#### Stored data:
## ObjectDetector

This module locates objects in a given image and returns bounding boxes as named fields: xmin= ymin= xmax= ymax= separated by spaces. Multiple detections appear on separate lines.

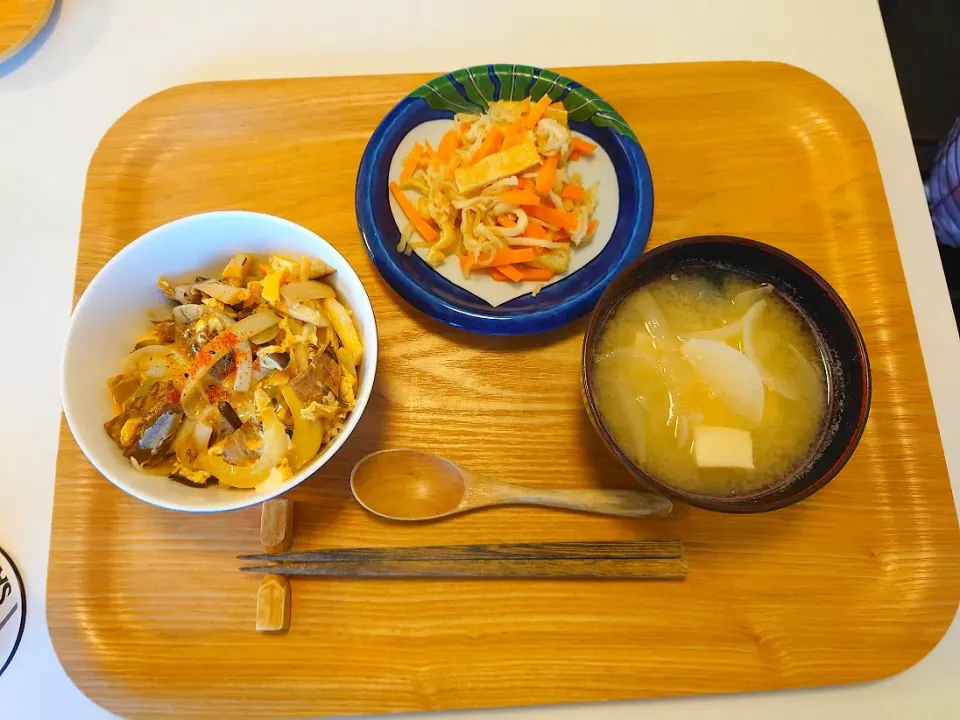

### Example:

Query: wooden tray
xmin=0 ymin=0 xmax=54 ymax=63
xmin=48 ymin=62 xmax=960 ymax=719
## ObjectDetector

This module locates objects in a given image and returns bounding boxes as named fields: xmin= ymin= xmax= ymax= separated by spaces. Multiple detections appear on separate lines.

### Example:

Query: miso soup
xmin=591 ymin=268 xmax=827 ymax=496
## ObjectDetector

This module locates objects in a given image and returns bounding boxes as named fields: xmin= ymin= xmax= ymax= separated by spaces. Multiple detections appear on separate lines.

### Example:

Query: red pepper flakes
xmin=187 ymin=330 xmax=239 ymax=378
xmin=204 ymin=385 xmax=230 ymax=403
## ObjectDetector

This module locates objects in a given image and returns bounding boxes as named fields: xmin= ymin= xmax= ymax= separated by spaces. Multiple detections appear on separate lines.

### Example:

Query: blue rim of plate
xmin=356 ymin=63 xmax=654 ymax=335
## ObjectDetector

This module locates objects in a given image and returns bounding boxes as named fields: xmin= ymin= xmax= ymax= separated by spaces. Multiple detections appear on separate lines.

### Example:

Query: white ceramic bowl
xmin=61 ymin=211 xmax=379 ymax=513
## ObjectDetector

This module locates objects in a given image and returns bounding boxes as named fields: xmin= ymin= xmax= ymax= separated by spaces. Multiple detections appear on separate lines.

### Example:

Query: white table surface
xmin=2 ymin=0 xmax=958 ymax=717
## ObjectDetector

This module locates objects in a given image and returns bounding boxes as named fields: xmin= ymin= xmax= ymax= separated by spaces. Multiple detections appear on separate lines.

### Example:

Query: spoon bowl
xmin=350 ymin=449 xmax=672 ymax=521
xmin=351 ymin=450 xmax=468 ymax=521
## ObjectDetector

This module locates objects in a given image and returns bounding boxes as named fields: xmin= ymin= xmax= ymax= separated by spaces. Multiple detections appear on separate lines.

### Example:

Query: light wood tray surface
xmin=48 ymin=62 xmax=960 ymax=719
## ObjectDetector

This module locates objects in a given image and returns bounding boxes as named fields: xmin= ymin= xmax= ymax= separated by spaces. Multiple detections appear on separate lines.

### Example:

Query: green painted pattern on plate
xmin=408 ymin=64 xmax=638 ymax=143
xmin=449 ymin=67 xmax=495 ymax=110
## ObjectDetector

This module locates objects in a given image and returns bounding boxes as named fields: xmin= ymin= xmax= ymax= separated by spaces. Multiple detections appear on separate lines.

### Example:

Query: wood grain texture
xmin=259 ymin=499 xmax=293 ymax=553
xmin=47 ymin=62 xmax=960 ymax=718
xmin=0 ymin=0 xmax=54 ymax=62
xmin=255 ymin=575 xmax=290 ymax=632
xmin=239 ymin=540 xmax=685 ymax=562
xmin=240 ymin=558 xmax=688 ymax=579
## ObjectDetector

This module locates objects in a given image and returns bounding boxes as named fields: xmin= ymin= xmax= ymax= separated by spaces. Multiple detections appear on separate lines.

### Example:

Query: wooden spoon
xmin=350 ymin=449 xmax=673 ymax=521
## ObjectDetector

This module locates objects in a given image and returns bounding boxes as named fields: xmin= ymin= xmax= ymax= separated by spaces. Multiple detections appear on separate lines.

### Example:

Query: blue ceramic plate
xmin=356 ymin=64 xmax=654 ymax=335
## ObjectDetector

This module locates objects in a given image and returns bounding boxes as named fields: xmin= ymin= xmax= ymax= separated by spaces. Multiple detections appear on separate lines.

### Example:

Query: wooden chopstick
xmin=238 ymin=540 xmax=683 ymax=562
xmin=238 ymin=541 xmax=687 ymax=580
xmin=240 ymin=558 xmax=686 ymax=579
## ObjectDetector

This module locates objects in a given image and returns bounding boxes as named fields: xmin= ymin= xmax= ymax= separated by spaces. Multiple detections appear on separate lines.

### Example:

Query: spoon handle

#### Instructions to follow:
I would like the data above transcribed exactly, with its pictures left out.

#### Result of this exercise:
## ObjectDetector

This module locates objects in a given image and returns bounding boxes as named fields: xmin= ymin= xmax= ymax= separated by spaces. Multiple detections appear on separate lines.


### Example:

Query: wooden tray
xmin=0 ymin=0 xmax=54 ymax=63
xmin=48 ymin=62 xmax=960 ymax=719
## ObjectDetector

This module locates objects in a given image and returns bounding boxes as named fields: xmin= ymin= xmax= ymax= separated by spaces. Multiple detections appear on separate lines.

### Example:

Query: miso soup
xmin=591 ymin=268 xmax=827 ymax=496
## ObjectDetector

This module locates objects in a given image and returns bounding boxes as named fields: xmin= ymin= xmax= ymax= separated by spaces. Multiple detections appear on separate lines.

### Example:

Query: red pepper flakes
xmin=187 ymin=330 xmax=239 ymax=378
xmin=204 ymin=385 xmax=230 ymax=403
## ObjectDetector

This module locates objects in a given image and returns bounding boxes as named fields: xmin= ymin= xmax= ymax= separated by spaces. Multiple detections appear on separate lines.

### Example:

Query: blue rim of plate
xmin=356 ymin=63 xmax=654 ymax=335
## ObjectDetector

This module locates objects in a given image and returns bounding boxes as named fields: xmin= ymin= xmax= ymax= separated by spaces. Multiple detections appear on separate lines.

### Example:

Query: white ceramic bowl
xmin=61 ymin=211 xmax=379 ymax=513
## ObjectDetector

This module locates objects in a given image and returns bounding boxes as named fields: xmin= ymin= xmax= ymax= separated by spaces. Multiple detections appear on separate lines.

### Example:

Query: white table surface
xmin=2 ymin=0 xmax=958 ymax=717
## ObjectDetector

This module locates objects in a given image and returns bounding boxes as named fields: xmin= ymin= xmax= ymax= separated by spaces. Multiple detections appear on separate lines.

### Example:

Query: spoon bowl
xmin=350 ymin=449 xmax=672 ymax=521
xmin=351 ymin=450 xmax=468 ymax=521
## ObjectDetector

This module locates objects in a given image and returns bounding boxes as named fields: xmin= ymin= xmax= ymax= separated by spaces. Multiple detections appear on separate lines.

### Example:

Query: light wood tray surface
xmin=48 ymin=62 xmax=960 ymax=719
## ObjectDetector

This module locates objects in a given image and returns bounding boxes as named fields: xmin= ymin= xmax= ymax= separated by spaces. Multiple detections appear on separate lines.

### Example:

Query: green painted pattern on plate
xmin=408 ymin=64 xmax=638 ymax=143
xmin=449 ymin=67 xmax=495 ymax=110
## ObjectDetector

This module locates objects in a given image and returns bounding boxes as named fields: xmin= ymin= xmax= ymax= separated by spaces. Multiple detections appear on separate lines.

### Example:

Query: wood grain texture
xmin=259 ymin=499 xmax=293 ymax=553
xmin=47 ymin=62 xmax=960 ymax=718
xmin=0 ymin=0 xmax=54 ymax=62
xmin=255 ymin=575 xmax=290 ymax=632
xmin=239 ymin=540 xmax=685 ymax=562
xmin=240 ymin=558 xmax=688 ymax=579
## ObjectDetector

This module locates objects in a given image and returns bounding boxes as named fields: xmin= ymin= xmax= ymax= separated by spaces. Multiple detections appear on separate lines.

### Example:

Query: wooden spoon
xmin=350 ymin=449 xmax=673 ymax=521
## ObjectDetector

This module locates objects in a given image and returns bounding boxes as named fields: xmin= ymin= xmax= ymax= separated by spaces. Multiple detections appear on separate lines.

### Example:

Query: blue ceramic plate
xmin=356 ymin=64 xmax=654 ymax=335
## ObjectDetector

This module locates objects in a given image and returns bounding boxes as named fields: xmin= ymin= xmax= ymax= separated by spaces. Multiple detections appear on separate lines.

### Example:

Query: wooden chopstick
xmin=238 ymin=540 xmax=683 ymax=562
xmin=238 ymin=541 xmax=687 ymax=580
xmin=240 ymin=558 xmax=686 ymax=579
## ObjectDetector

This module locates objects in a given image and returns bounding boxes as named fields: xmin= ymin= xmax= ymax= separated by spaces. Multiple detections appear on separate lines.

### Example:

Query: spoon handle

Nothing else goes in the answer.